** Start SELECTED PASSAGE **

The Fight And The King’s Lynn Treasure: St Nicholas’

The Fight Over Services

Can you imagine a religious building not being allowed to conduct certain religious services? That’s what happened to St Nicholas’, even though it was one of the largest churches of its kind in the country. Initially it was prohibited from conducting christenings, purifications after childbirth, and marriages. People requiring those ceremonies had to go to the mother church (St Margaret’s) and pay the requisite fees there. And to add insult to injury, it wasn’t even designated as a ‘church’. Legally St Nicholas’ Chapel was merely an appendage of the parish church (St Margaret’s). It remained a chapel subordinate to St Margaret’s Church until the 19th century.

St Nicholas’ Chapel, King’s Lynn 
Photo © James Rye 2022

It is no wonder then that in 1379 and again in 1432, coinciding, it seems, with new building campaigns, the parishioners of St Nicholas’ sued for the right to conduct their own ceremonies. However, the campaigns were resisted because, as Margery Kempe pointed out, “the chapel [would then be] equal to the parish church”.

Despite the resistance, baptisms were not conducted until Bishop Harsant donated the octagonal font in 1627.

The Construction

The chapel was founded in 1146 to serve St Margaret’s congregation in the northern part of the town, making it easier for them to practise their religious faith. It was originally built around 1200, with the southwest tower added around 1220. The Perpendicular Style building in the present is mainly a result of major rebuilding in the 15th century which made it one of the largest chapels of ease in the country (around 200 feet long). The soaring spire was designed by Gilbert Scott and is a Victorian addition. (The original medieval spire was blown down in 1741.)

The Angels

Angel roofs flourished in the eastern region after the remodelling of the roof at Westminster Hall (c.1393-1399). Richard II’s hammer beam angels become the king’s guardians and display his royal arms. However, although the royal roof was a catalyst, its form was never precisely replicated. The concept of roof angels was adapted and developed according to the purposes and resources of local communities.

** End SELECTED PASSAGE **
** Start STORED DATA **

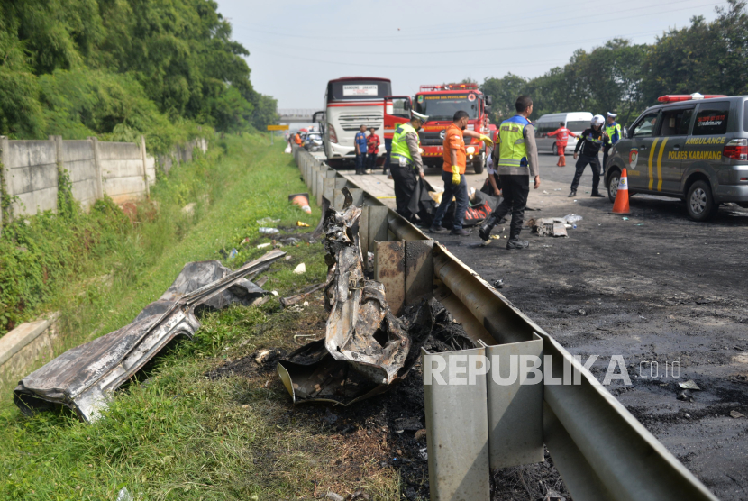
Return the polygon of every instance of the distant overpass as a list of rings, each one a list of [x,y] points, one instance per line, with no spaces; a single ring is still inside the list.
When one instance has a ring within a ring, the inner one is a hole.
[[[301,108],[278,110],[278,114],[280,115],[278,122],[282,123],[310,123],[312,122],[312,115],[317,111],[320,110]]]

** End STORED DATA **

**WHAT THE TASK REQUIRES:**
In the St Nicholas' Chapel text, what year was the original medieval spire blown down? Please rely only on the St Nicholas' Chapel text, not the listing.

**THE OUTPUT:**
1741.